# EXERCISE TEXT:

The Humble Candle

Light up and enlighten


Candles enhance a setting more than any other lighting, as Charles Dickens, over a century and a half ago, said; candles emanate ‘a ruddy, homely glow’. The candle, although no longer our primary light source, continues to be widely used. Most homes have a selection of candles and candle holders which are used now more for decoration and occasion, and less for necessity and function.

In Dickens’s day, and of course for many millennia before the relatively modern times of the Victorian era, candles, along with oil lamps and rush-lights, were the way of producing light, once darkness fell. Historically, mankind was at the mercy of the sun’s orbit and the affect of the calendar upon the length of time the day was illuminated; once dusk started to creep in, necessary arrangements would swiftly have to be made – ignite candles or lamps, or resign to bed. Even in these most modern of times, we all know how strange it feels during a power-cut, beyond the need to flick the electric kettle on, and strange silence without the beep and whir of phone, computer, TV, washing machine…. How many of us find our fingers, out of habit, curling round a door frame, or reaching up the wall, to negotiate the light switch upon entering a room? Only to be reminded – “the power’s off, silly”!

# WHAT IS NEEDED:
Decide whether each statement agrees with the piece on candles, answering yes or no and quoting the words of the piece that settle it. 1. Charles Dickens said candles give off a ruddy, homely glow. 2. Most homes now use candles mainly out of necessity. 3. Oil lamps were one of the ways of producing light in Dickens's day.

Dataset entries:
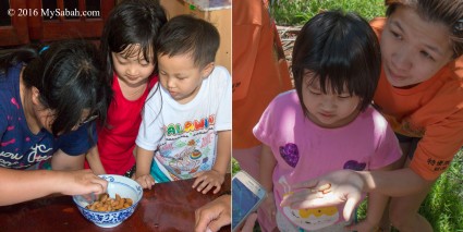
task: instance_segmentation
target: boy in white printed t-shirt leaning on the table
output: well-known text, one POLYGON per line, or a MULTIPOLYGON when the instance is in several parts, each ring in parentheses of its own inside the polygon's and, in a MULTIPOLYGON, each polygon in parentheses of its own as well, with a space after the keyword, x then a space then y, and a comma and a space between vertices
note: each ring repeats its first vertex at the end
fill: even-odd
POLYGON ((219 42, 214 25, 191 15, 161 29, 155 45, 159 83, 136 138, 135 176, 144 188, 196 178, 198 192, 220 191, 231 156, 231 77, 215 66, 219 42))

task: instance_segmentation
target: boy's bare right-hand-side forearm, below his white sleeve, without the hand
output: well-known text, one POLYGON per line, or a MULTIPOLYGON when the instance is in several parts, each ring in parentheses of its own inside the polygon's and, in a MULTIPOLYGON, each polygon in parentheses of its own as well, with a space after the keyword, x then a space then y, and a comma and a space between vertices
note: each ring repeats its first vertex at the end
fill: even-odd
POLYGON ((224 175, 230 169, 231 158, 231 131, 220 131, 217 135, 217 159, 212 170, 224 175))

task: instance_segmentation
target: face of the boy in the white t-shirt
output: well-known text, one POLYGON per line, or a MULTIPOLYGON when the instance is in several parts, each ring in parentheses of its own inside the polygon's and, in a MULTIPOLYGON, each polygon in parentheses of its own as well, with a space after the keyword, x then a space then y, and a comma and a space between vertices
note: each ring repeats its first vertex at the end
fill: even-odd
POLYGON ((204 78, 214 69, 214 63, 200 69, 190 54, 158 56, 159 82, 179 103, 187 103, 199 91, 204 78))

# EXERCISE RESULT:
1. Yes: "candles emanate ‘a ruddy, homely glow’"
2. No: "used now more for decoration and occasion, and less for necessity and function"
3. Yes: "candles, along with oil lamps and rush-lights, were the way of producing light"